* [Material provided]:
____

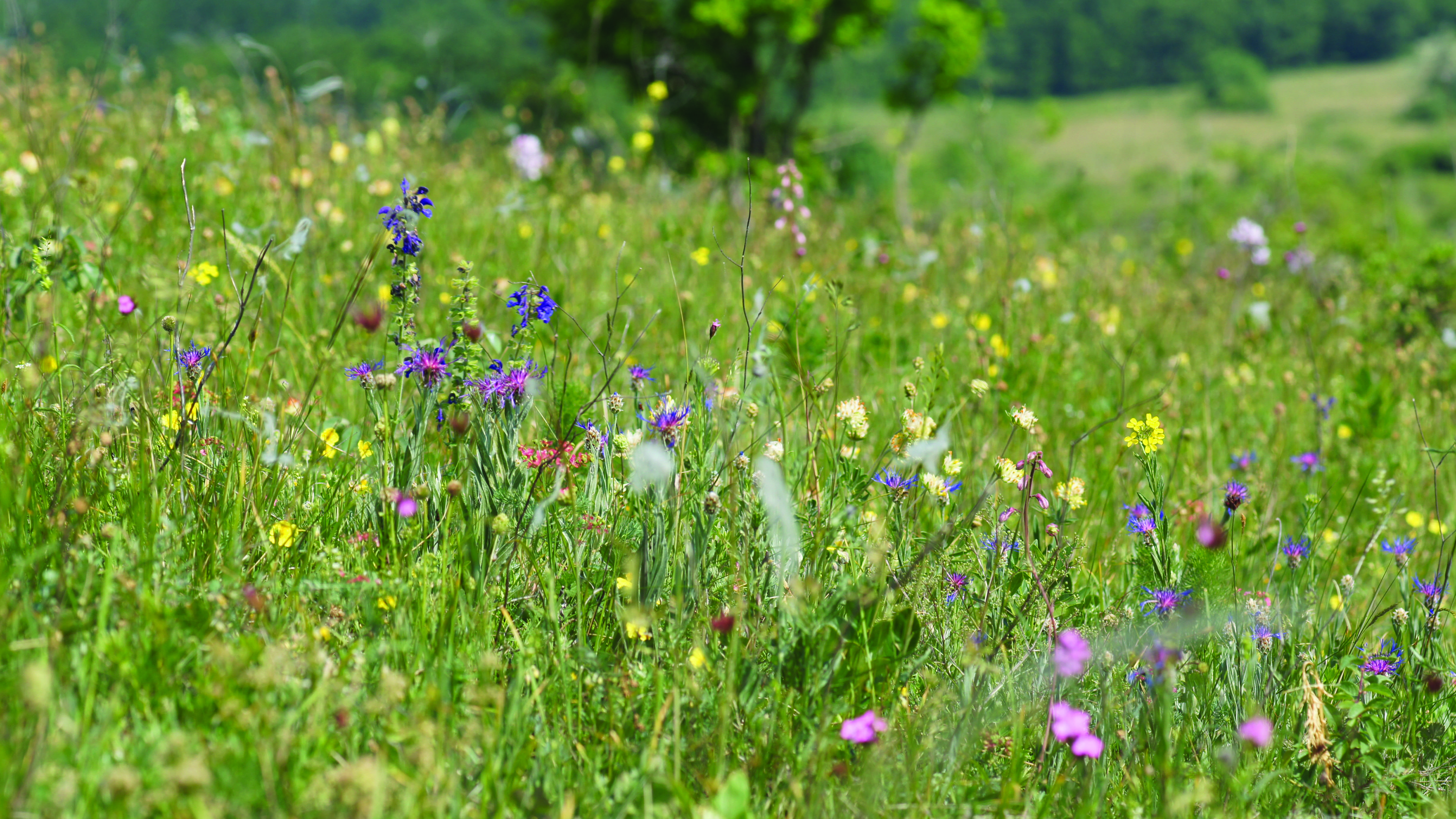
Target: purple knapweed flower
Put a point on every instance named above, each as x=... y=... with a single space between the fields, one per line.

____

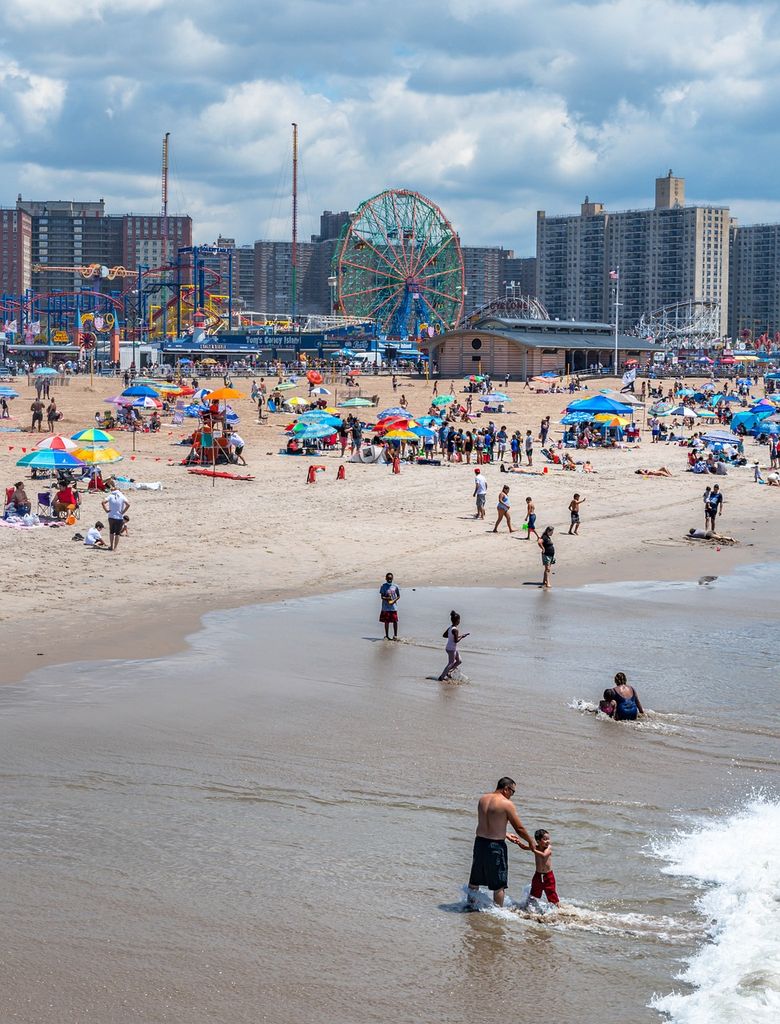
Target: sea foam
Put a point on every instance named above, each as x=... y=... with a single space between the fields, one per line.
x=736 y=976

____

* [To do]:
Find every row above that contains the string "Target", with case counting, and copy each of those rows.

* [Response to this exercise]:
Target: purple knapweed flower
Target: sea foam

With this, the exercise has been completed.